> **Exercise prompt**
Print every line of the data below verbatim, and omit the pictures from your output.

> **Data provided**
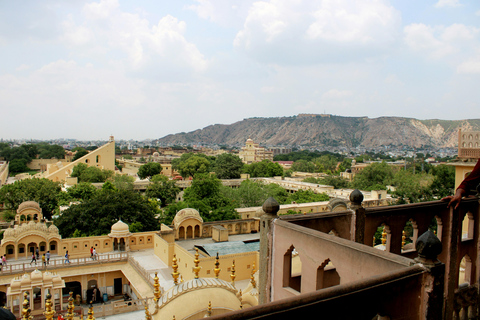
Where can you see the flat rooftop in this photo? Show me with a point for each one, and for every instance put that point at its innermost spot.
(235, 244)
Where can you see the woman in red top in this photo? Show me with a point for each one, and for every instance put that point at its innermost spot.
(469, 183)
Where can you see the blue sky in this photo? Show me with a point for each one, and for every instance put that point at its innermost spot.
(144, 69)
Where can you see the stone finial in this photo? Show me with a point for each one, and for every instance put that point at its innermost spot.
(49, 312)
(26, 310)
(428, 247)
(271, 206)
(356, 197)
(252, 277)
(90, 312)
(196, 268)
(217, 270)
(70, 307)
(232, 275)
(175, 273)
(156, 288)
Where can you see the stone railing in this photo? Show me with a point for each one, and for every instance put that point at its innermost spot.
(141, 270)
(56, 263)
(455, 274)
(117, 307)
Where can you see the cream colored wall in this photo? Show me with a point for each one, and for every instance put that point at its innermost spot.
(243, 261)
(106, 160)
(461, 172)
(36, 164)
(3, 172)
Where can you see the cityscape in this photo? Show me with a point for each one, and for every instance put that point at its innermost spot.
(232, 159)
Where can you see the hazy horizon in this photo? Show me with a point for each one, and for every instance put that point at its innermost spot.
(140, 70)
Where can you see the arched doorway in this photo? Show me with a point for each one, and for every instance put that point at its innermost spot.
(53, 247)
(197, 231)
(181, 233)
(73, 286)
(3, 299)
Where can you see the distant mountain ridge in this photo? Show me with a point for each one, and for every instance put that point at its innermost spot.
(325, 130)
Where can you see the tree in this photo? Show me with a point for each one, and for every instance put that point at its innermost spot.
(377, 175)
(411, 188)
(95, 216)
(123, 181)
(443, 181)
(190, 164)
(148, 170)
(18, 166)
(303, 166)
(163, 189)
(304, 196)
(265, 168)
(43, 191)
(204, 195)
(84, 173)
(228, 166)
(82, 191)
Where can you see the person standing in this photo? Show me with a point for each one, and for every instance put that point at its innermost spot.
(33, 259)
(469, 183)
(67, 256)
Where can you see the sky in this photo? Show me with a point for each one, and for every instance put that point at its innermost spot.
(144, 69)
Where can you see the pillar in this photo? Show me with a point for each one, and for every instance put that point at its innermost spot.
(270, 207)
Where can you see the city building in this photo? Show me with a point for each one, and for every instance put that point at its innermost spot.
(252, 152)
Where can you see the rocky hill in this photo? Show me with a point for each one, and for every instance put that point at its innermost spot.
(326, 130)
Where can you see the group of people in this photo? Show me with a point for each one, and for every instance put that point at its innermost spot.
(93, 253)
(36, 256)
(3, 261)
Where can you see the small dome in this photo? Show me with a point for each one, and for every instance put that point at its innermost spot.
(29, 205)
(187, 213)
(53, 229)
(9, 233)
(119, 229)
(120, 226)
(36, 275)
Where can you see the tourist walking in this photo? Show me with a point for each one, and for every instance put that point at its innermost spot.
(33, 259)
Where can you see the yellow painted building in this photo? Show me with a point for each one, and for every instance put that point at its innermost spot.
(252, 152)
(114, 270)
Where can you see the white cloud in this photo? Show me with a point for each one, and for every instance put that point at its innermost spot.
(314, 31)
(440, 41)
(223, 12)
(336, 94)
(448, 3)
(470, 66)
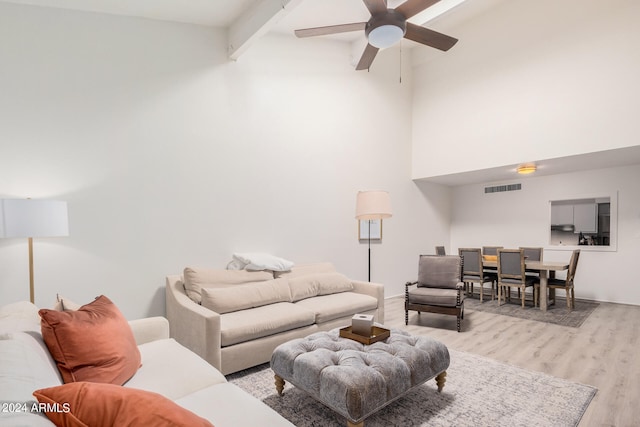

> **Expected answer**
Where can you see the flat rooftop in this photo? Show me with a point for each one, and for every instance put that point at its innermost spot.
(235, 244)
Where can you see the woman in red top in this photo? Show me with a point for each one, and for every instance put that point at its innermost spot.
(469, 183)
Where can you see the blue sky in this photo? Show me with a point for each one, and for every instance put that point at its innermost spot.
(144, 69)
Where can you see the stone finial in this photo? Show me with a point for each one, and for every instance put that point at its innermost spot.
(49, 312)
(26, 310)
(428, 247)
(271, 206)
(356, 197)
(252, 277)
(90, 312)
(196, 268)
(217, 270)
(70, 307)
(232, 275)
(175, 273)
(156, 288)
Where can you see the stone railing in this photo? Show me with a point for each one, and for every instance put that point at its innermost spot.
(141, 270)
(56, 263)
(455, 274)
(117, 307)
Where can you see the cream colored wall in this photo? Show me with a point for each one, and for every instance put that point at its innermost spot.
(243, 261)
(106, 160)
(461, 172)
(36, 164)
(3, 172)
Where can you see the cityscape in this photo? Show me with a point for each one, and for every instance put that point at its innermost spot.
(232, 159)
Where can you see the hazy horizon in this photo? Show me with a point for each one, and for every instance put that point at its innermost spot.
(140, 70)
Where can you see the arched doorway in this photo? Show me with a point for each one, and for every instance put that point at its innermost spot.
(53, 247)
(197, 231)
(181, 233)
(73, 286)
(3, 299)
Where can you see the distant mountain ridge in this photo? Show me with a point for each one, and for every instance put that point at its innermost spot.
(325, 130)
Where can you see the tree in this photo? Show me with a point for each one, and for every instance put that point at its innermost spot.
(377, 175)
(411, 188)
(95, 216)
(123, 181)
(443, 181)
(190, 164)
(148, 170)
(18, 166)
(303, 166)
(163, 189)
(304, 196)
(265, 168)
(43, 191)
(204, 195)
(84, 173)
(228, 166)
(82, 191)
Where can you see the person standing in this photo? Show me with a point for each one, and for every instance put that point at its innermost spot.
(33, 259)
(469, 183)
(67, 256)
Where can you see the sky in this photo? Show me with a point for each one, and for every instance put that point at its innermost spot.
(144, 69)
Where can you see the pillar in this photo? Show me with a point for each one, and for every instance put that point at its innermost spot.
(270, 207)
Where can you see the city building in this photo? Show me with a point for each one, and for every instance put that point at its innermost spot.
(252, 152)
Where can you see the rocky hill in this photo? Show me with a point for each one, and for every instance put that point at its innermost spot.
(326, 130)
Where can you see the group of people in this photo? Show me with a point for each one, and for every instance put that point at its innermost spot.
(93, 253)
(36, 256)
(3, 261)
Where can you see the small dome in this photo? Show me with a point for each one, and for every instance put that point at its innermost spot.
(29, 205)
(187, 213)
(53, 229)
(9, 233)
(119, 229)
(120, 226)
(36, 275)
Where can you see the tourist walking in this photo? Show me with a point for each one, and for every instance put that point at its innermost spot.
(33, 259)
Where can you see the yellow painted building in this photo? Show me with a point for each one, and for every instance put that point at its innermost spot.
(252, 152)
(114, 270)
Where can you see the white cloud in this photo? Show me with a point for each one, and for every instance put that point at its innermost spot.
(314, 31)
(440, 41)
(223, 12)
(336, 94)
(448, 3)
(470, 66)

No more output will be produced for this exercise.